What this task involves. The answer should consist of every line in the material below that has the word "Target".

Supplied data.
= = = = =

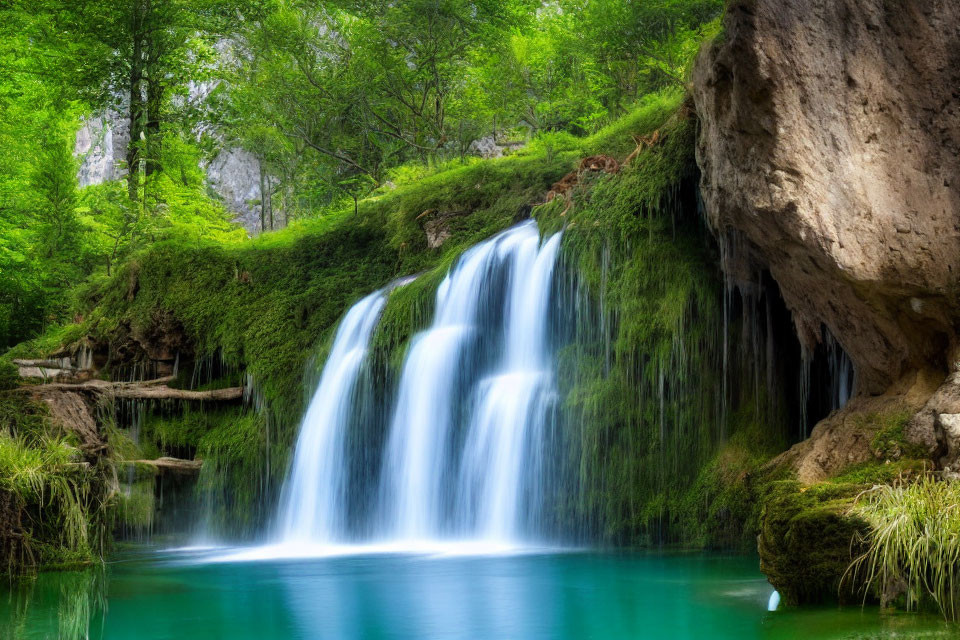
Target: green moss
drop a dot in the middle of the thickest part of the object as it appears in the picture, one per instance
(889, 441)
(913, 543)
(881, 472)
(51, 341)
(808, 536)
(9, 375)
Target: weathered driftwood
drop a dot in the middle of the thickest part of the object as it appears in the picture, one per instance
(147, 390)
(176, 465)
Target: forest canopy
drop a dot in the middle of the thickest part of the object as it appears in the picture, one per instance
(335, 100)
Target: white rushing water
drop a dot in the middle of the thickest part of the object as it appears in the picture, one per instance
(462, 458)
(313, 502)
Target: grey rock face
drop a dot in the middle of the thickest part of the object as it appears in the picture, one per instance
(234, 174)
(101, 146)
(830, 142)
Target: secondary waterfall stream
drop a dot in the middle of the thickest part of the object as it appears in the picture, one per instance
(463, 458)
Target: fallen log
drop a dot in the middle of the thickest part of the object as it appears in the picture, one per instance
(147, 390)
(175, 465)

= = = = =

Response.
Target: green moss
Target: weathered driftwood
Target: forest canopy
Target: white rushing water
Target: grey rock face
Target: secondary waterfall stream
Target: fallen log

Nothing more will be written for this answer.